● **What the exercise asks**
Rescale the items below by writing out every line of each one, wording included, with each bounding-box coordinate in the answers multiplied by 2.55 and rounded to a whole number (halves round up). Keep the sample coordinates in the format illustration unchanged, and leave the pictures out.

--- begin Input ---

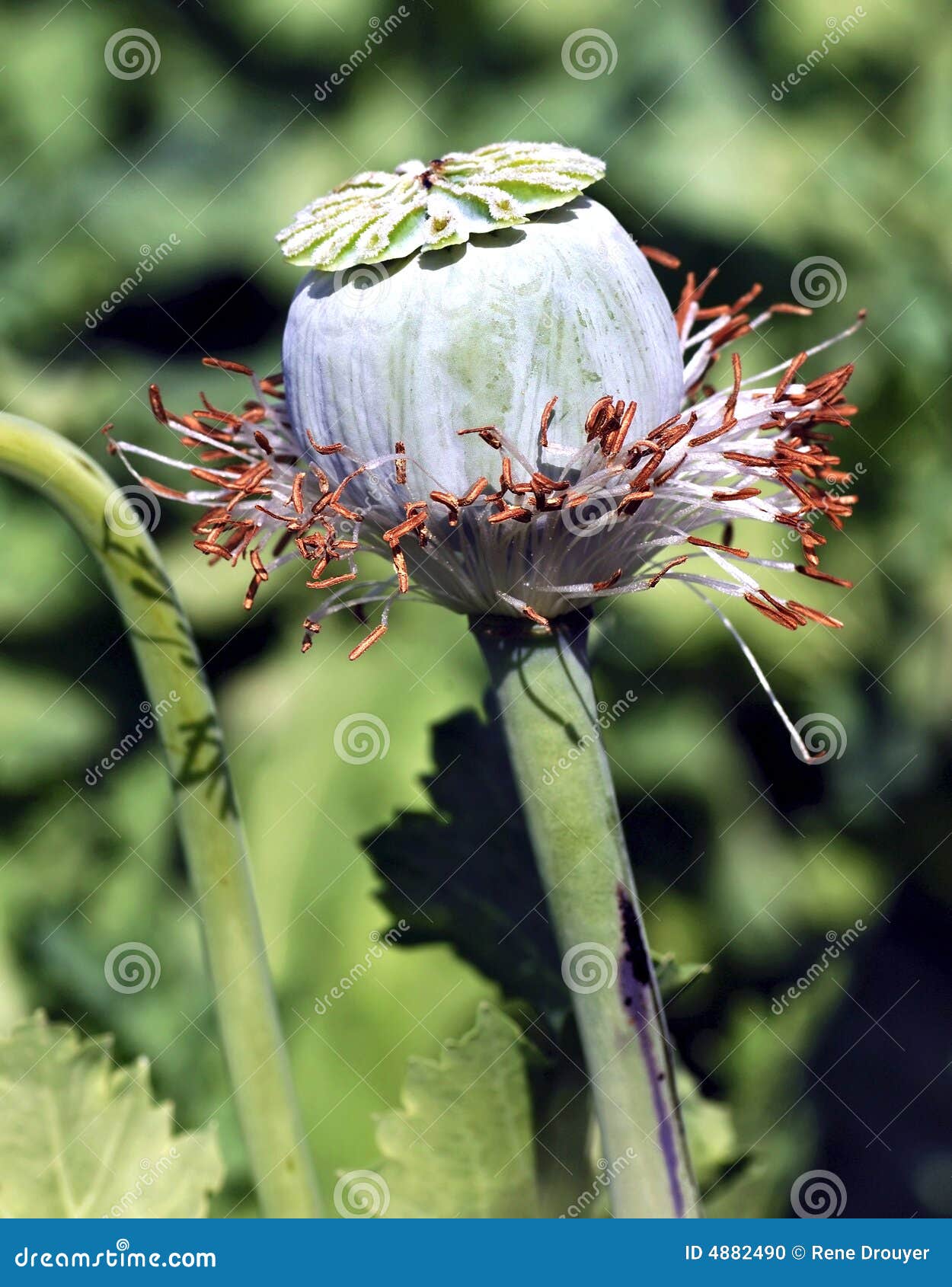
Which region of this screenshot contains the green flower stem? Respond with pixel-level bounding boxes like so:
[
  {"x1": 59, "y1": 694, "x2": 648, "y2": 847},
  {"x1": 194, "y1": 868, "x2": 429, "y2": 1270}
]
[
  {"x1": 474, "y1": 614, "x2": 700, "y2": 1218},
  {"x1": 0, "y1": 416, "x2": 321, "y2": 1218}
]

--- end Input ---

● **Result**
Which region of this screenshot contains the green flower stem? Respond with pixel-level bounding boxes like so:
[
  {"x1": 59, "y1": 694, "x2": 648, "y2": 847},
  {"x1": 194, "y1": 868, "x2": 429, "y2": 1270}
]
[
  {"x1": 1209, "y1": 1566, "x2": 1785, "y2": 3106},
  {"x1": 0, "y1": 1061, "x2": 819, "y2": 3106}
]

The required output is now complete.